What you will do:
- a) Does each statement below agree with the market news summary? Answer yes or no for each, and quote the words of the summary that settle it.
(i) US job openings in February rose to 7.37 million.
(ii) The International Monetary Fund lowered its global economic growth forecast.
(iii) Loretta Mester said the economy was still almost 8.5 million jobs below where it was before the pandemic.
- b) Can you write out the passage of the market news summary that begins at the words "The International Monetary" and stops after "policy is effective."?
- c) How would the market news summary go on? Extend it from the point where it stops.

Text passage:
Stocks dropped in the slowest trading day of 2021 after a rally that drove the equity market to all-time highs. Treasuries climbed. The S&P 500 dropped by 0.097% to 4,073.94 while Dow Jones was down 96.95 points (0.29%) to 33,430.24.
US job openings rose to a two-year high in February, led by gains in some of the industries hardest hit during the pandemic and indicating employers are poised to ramp up hiring in the coming months. The number of available positions increased to 7.37 million during the month from an upwardly revised 7.1 million in January. Vacancies in health care rose to a record.
Federal Reserve Bank of Cleveland President Loretta Mester said the better-thanexpected March payroll report was “great” but that a lot more progress is needed to get the economy to where it was before the pandemic. “It was a great report, it’s nice to see those numbers. We’re still almost 8.5 million jobs below where we were before the pandemic so we need more of those kinds of jobs reports coming out,” she said.
The International Monetary Fund upgraded its global economic growth forecast for the second time in three months, while warning about widening inequality and a divergence between advanced and lesser-developed economies. The global economy will expand 6% this year, up from the 5.5% pace estimated in January, the IMF said in its World Economic Outlook published.
The euro-area economy is headed for a healthy rebound once coronavirus restrictions come to an end, but investors still need to brace for a bumpy exit from unprecedented stimulus, European Central Bank Governing Council member Pierre Wunsch said. He hopes that at some point they’re going to discuss an exit, because it will show that their policy is effective.

[Point-per-instance localization listing]

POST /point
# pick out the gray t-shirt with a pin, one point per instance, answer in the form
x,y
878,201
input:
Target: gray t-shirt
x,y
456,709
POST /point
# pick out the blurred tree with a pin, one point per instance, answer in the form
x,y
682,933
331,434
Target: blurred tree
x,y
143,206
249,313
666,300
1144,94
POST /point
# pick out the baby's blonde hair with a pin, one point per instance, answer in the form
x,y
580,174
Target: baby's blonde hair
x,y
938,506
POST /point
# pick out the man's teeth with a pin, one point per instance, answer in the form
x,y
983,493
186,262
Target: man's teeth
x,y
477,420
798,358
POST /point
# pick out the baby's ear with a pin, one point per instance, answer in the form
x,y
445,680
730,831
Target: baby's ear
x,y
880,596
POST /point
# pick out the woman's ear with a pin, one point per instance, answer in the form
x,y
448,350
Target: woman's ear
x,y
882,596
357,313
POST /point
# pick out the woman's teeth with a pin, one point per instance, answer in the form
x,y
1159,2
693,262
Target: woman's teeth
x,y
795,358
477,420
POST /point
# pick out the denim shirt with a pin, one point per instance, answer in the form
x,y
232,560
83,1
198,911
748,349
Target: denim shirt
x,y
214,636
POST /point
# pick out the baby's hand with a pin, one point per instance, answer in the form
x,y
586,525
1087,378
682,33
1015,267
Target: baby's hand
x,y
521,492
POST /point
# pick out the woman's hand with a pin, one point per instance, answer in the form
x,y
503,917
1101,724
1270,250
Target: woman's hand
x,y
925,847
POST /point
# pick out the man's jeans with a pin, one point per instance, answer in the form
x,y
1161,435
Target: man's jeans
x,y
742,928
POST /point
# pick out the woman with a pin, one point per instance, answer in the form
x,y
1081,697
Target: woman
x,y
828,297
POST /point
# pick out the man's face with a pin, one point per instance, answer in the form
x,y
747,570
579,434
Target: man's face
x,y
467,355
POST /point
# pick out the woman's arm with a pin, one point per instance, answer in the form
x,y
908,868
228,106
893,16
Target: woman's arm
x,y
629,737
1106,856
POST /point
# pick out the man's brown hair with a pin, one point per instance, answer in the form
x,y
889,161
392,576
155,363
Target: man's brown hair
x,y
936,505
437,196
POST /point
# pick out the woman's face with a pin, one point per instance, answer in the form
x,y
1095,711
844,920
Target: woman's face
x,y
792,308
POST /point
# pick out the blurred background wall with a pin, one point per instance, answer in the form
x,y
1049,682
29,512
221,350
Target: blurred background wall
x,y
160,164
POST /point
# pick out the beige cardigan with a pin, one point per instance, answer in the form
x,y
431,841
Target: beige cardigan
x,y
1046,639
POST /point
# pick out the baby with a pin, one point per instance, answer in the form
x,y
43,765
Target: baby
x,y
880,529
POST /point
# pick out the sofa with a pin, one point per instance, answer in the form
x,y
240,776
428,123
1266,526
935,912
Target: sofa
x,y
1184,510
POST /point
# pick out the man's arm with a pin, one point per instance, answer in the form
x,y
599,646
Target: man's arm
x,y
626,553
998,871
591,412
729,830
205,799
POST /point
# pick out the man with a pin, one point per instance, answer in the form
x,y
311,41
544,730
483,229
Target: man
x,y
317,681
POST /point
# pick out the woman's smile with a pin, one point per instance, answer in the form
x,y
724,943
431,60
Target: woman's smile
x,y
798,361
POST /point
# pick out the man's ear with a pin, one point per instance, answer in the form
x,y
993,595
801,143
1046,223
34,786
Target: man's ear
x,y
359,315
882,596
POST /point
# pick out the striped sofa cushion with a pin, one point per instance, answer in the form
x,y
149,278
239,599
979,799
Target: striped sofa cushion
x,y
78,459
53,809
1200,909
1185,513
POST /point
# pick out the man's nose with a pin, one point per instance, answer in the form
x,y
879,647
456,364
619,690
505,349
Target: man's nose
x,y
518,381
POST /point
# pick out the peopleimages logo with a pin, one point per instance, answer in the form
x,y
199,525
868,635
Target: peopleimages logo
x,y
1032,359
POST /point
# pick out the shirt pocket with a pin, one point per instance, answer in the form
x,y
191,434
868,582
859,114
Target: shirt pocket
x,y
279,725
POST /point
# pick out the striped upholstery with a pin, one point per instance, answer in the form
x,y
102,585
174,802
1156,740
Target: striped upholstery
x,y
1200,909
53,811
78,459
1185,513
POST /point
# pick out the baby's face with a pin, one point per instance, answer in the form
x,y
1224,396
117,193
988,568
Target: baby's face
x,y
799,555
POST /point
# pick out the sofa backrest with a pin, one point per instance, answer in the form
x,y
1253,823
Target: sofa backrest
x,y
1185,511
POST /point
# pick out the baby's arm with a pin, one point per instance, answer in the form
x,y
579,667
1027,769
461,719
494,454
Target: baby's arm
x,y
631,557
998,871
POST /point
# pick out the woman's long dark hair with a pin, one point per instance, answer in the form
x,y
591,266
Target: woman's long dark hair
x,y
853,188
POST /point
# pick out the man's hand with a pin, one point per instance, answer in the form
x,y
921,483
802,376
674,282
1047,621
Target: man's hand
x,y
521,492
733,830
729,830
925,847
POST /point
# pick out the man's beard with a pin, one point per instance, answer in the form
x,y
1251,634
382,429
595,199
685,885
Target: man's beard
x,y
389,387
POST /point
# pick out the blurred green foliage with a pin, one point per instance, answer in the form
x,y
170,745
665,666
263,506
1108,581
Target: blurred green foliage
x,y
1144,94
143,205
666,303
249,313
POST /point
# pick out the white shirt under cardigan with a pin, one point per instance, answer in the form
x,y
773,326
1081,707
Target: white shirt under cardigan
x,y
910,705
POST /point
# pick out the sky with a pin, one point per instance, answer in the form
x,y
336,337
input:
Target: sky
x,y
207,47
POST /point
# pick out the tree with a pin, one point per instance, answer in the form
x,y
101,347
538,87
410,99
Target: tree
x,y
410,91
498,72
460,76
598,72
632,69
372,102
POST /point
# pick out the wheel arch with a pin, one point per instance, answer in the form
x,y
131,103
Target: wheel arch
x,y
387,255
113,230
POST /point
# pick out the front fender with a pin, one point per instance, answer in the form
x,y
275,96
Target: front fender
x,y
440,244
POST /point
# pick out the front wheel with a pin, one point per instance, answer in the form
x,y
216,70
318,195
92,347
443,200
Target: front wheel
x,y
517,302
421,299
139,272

Task-by-task results:
- a)
(i) Yes: "The number of available positions increased to 7.37 million during the month"
(ii) No: "The International Monetary Fund upgraded its global economic growth forecast"
(iii) Yes: "We’re still almost 8.5 million jobs below where we were before the pandemic"

- b)
The International Monetary Fund upgraded its global economic growth forecast for the second time in three months, while warning about widening inequality and a divergence between advanced and lesser-developed economies. The global economy will expand 6% this year, up from the 5.5% pace estimated in January, the IMF said in its World Economic Outlook published.
The euro-area economy is headed for a healthy rebound once coronavirus restrictions come to an end, but investors still need to brace for a bumpy exit from unprecedented stimulus, European Central Bank Governing Council member Pierre Wunsch said. He hopes that at some point they’re going to discuss an exit, because it will show that their policy is effective.

- c)
Australia’s central bank kept its key policy instruments unchanged following the cooling of a global bond selloff and as the impact of record-low interest rates on asset markets comes into focus. Reserve Bank of Australia Governor Philip Lowe and his board held the cash rate and three-year yield target at 0.10% and made no changes to the longerdated bond-buying program.
China will drive global economic growth in the coming years as the world recovers from an pandemic that’s killed 2.9 million people, the International Monetary Fund predicts. local GDP is expected to rise by more than $28 trillion to $122 trillion over that period, after falling $2.8 trillion last year in the biggest peacetime shock to output since the Great Depression.
Oil rose as a brighter outlook for economic growth and summer travel eased concerns around the impact of a resurgent coronavirus. Brent crude for June settlement rose US$0.59 to US$62.74 per barrel.